• [EXERCISE AIM]: Please print, word for word, the lines of the listing below from the line holding "Phrase: blue jeans" through the line holding "(419, 1100)", both included.

== RECORD EXTRACTS

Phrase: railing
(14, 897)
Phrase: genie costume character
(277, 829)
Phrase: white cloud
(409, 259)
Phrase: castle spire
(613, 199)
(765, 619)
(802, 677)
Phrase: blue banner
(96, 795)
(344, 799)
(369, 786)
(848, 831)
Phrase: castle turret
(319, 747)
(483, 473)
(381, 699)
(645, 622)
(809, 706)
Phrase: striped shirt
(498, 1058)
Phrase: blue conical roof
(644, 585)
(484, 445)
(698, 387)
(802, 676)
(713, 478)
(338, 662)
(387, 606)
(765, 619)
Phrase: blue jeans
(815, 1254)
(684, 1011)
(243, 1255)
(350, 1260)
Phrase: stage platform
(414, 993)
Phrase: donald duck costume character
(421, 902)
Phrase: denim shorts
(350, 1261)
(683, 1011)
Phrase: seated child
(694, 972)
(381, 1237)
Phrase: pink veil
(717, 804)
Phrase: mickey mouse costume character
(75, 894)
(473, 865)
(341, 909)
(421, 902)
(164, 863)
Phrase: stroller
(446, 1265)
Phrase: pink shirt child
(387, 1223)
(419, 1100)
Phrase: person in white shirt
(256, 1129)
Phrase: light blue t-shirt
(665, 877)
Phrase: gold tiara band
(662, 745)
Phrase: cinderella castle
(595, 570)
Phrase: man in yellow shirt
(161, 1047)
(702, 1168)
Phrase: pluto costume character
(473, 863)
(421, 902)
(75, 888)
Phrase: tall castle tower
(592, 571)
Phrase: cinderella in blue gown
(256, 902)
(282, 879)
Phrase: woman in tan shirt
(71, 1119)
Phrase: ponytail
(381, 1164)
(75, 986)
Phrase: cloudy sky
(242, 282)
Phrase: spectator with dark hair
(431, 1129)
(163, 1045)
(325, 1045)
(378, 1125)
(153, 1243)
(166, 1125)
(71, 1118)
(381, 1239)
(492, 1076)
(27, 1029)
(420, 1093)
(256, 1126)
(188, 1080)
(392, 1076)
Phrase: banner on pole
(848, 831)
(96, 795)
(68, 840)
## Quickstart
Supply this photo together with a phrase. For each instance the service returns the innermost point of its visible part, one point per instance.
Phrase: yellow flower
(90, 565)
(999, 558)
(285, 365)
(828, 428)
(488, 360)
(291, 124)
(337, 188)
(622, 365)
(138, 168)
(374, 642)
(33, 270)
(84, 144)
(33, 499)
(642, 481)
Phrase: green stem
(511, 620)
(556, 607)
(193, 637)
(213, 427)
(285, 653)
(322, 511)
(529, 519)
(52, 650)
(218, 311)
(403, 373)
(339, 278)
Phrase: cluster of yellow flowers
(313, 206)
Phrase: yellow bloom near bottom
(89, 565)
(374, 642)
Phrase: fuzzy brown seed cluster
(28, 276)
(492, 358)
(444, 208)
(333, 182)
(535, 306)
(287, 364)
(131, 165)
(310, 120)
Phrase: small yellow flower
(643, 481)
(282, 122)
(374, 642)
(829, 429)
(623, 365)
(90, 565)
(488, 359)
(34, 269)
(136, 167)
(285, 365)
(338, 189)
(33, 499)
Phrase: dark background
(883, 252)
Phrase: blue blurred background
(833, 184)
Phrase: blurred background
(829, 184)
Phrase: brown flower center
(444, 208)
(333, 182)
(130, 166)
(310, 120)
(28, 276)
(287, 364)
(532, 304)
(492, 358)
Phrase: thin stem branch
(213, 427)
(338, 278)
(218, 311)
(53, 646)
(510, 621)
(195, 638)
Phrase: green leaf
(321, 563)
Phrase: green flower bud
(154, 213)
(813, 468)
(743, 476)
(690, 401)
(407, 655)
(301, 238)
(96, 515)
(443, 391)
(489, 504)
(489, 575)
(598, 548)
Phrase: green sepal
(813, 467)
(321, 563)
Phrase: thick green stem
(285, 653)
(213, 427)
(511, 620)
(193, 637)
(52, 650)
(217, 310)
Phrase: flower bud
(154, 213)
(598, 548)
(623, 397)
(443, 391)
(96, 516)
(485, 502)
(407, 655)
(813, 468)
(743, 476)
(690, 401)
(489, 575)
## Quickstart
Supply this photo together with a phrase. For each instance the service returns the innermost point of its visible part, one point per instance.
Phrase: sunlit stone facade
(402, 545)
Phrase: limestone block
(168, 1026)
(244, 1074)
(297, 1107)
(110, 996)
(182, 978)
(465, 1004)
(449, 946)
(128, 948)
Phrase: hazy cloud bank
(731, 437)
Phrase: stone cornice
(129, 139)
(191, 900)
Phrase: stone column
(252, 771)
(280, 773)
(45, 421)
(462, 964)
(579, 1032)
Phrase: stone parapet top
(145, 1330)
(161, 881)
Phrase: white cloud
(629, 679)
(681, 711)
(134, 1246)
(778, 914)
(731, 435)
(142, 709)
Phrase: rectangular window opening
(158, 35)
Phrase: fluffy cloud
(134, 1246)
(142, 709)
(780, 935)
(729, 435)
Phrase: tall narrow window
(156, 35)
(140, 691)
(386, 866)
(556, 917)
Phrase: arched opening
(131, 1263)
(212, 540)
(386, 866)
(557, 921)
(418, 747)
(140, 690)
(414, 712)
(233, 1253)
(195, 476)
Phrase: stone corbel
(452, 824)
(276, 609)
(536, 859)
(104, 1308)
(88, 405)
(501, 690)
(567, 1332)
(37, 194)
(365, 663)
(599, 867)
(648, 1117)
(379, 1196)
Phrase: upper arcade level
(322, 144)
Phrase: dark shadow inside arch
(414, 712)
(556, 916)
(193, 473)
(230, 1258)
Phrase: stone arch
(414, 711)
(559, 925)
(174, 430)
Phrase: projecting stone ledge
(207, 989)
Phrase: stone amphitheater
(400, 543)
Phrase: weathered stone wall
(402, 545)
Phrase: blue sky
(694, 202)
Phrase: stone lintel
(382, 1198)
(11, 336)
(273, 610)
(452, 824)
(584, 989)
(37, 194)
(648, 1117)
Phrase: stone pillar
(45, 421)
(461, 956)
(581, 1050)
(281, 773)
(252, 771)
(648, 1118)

====

• [WRITTEN SOLUTION]:
Phrase: blue jeans
(815, 1254)
(684, 1011)
(243, 1255)
(350, 1260)
Phrase: stage platform
(414, 993)
Phrase: donald duck costume character
(421, 902)
Phrase: denim shorts
(350, 1261)
(683, 1011)
Phrase: seated child
(694, 972)
(381, 1237)
Phrase: pink veil
(717, 804)
Phrase: mickey mouse costume character
(75, 894)
(473, 865)
(341, 909)
(421, 902)
(164, 863)
Phrase: stroller
(446, 1265)
Phrase: pink shirt child
(387, 1223)
(419, 1100)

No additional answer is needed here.